#### Exercise instructions:
a. According to the lab instructions, how often has the Lab2-Good-GenerateFlowFile processor been set to trigger?
b. In the lab instructions, rewrite the stretch from "2. Start Processors" through "of the processors.", putting "stop indicator" in place of "red square button".
c. Summarize the lab instructions in three sentences.

#### Extract provided:
1.4. Navigate back to Lab 3 processor group and paste the components. You can use the
paste icon from the operate palette or right click anywhere on the canvas and select
paste. Finally you can also use Ctrl-V keyboard shortcut as well.
2. Start Processors
2.1. Start the Lab2-Good-GnerateFlowFile processor
2.1.1. Before any processor can be started, they must be in a stopped state. This is the
red square button shown on each of the processors.
35
2.1.2. Select just the Lab2-Good-GenerateFlowFile and start it. You can use the start
( ) icon from the Operate Palette. You can also right click on the processor and
use the context menu.
36
2.2. Stop and observe the generated flowfiles.
2.2.1. Let the Lab2-Good-GenerateFlowFile run for about 30 seconds or so. Recall that
we have set this processor to trigger every 10 seconds so you should get 3 or 4
flowfiles generated during that time. Stop the processor using the stop icon ( )
from the Operate palette or using the context menu.
2.2.2. Your connection between Lab2-Good-GenerateFlowFile and Lab2-SplitText
should now have some flowfiles queued similar to below. The Lab2-Good-
GenerateFlowFile will also have updated and now shows activity.
2.2.3. Right click on the connection where the flowfiles are queued. A context menu
will appear. Select the List queue option.

#### Supplied information:
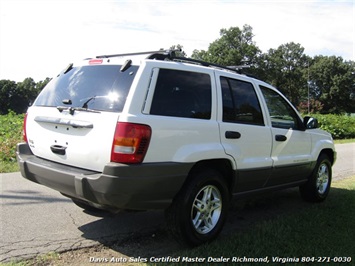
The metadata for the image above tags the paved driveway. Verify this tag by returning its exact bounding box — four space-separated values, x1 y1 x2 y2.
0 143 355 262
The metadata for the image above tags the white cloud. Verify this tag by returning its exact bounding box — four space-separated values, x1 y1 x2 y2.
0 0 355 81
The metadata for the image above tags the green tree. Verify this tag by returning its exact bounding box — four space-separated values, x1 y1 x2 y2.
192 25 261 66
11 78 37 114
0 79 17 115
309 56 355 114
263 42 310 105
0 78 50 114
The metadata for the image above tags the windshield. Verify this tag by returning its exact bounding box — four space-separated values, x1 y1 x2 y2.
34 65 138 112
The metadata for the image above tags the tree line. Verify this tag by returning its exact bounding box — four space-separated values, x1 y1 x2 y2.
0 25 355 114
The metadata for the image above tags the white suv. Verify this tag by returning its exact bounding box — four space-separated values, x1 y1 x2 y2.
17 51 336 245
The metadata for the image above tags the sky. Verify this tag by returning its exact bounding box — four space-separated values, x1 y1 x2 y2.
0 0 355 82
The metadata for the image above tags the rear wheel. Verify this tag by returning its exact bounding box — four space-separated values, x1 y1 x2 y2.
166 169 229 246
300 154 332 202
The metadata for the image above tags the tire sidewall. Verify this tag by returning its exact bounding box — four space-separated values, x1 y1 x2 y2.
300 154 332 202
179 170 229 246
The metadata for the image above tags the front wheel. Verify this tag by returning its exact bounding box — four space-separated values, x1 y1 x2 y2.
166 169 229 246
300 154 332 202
* * *
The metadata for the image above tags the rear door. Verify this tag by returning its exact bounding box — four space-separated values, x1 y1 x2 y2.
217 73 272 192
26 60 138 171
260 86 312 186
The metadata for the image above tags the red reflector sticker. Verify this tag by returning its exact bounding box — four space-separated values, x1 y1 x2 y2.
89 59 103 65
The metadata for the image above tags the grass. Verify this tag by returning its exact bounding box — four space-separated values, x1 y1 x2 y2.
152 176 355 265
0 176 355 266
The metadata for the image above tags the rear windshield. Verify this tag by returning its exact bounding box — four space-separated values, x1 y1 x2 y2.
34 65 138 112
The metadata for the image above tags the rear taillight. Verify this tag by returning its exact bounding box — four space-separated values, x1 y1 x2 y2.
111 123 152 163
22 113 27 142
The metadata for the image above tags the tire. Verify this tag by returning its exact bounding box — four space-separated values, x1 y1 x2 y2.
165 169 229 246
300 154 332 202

#### Answers per task:
a. Every 10 seconds.

b.
2. Start Processors
2.1. Start the Lab2-Good-GnerateFlowFile processor
2.1.1. Before any processor can be started, they must be in a stopped state. This is the
stop indicator shown on each of the processors.

c. The components are pasted into the Lab 3 processor group with the paste icon, the right-click menu, or Ctrl-V. The Lab2-Good-GenerateFlowFile processor, which must first be in a stopped state, is started from the Operate Palette or the context menu and stopped after about 30 seconds, producing 3 or 4 flowfiles. The flowfiles then sit queued on the connection to Lab2-SplitText, and right-clicking that connection brings up a context menu with the List queue option.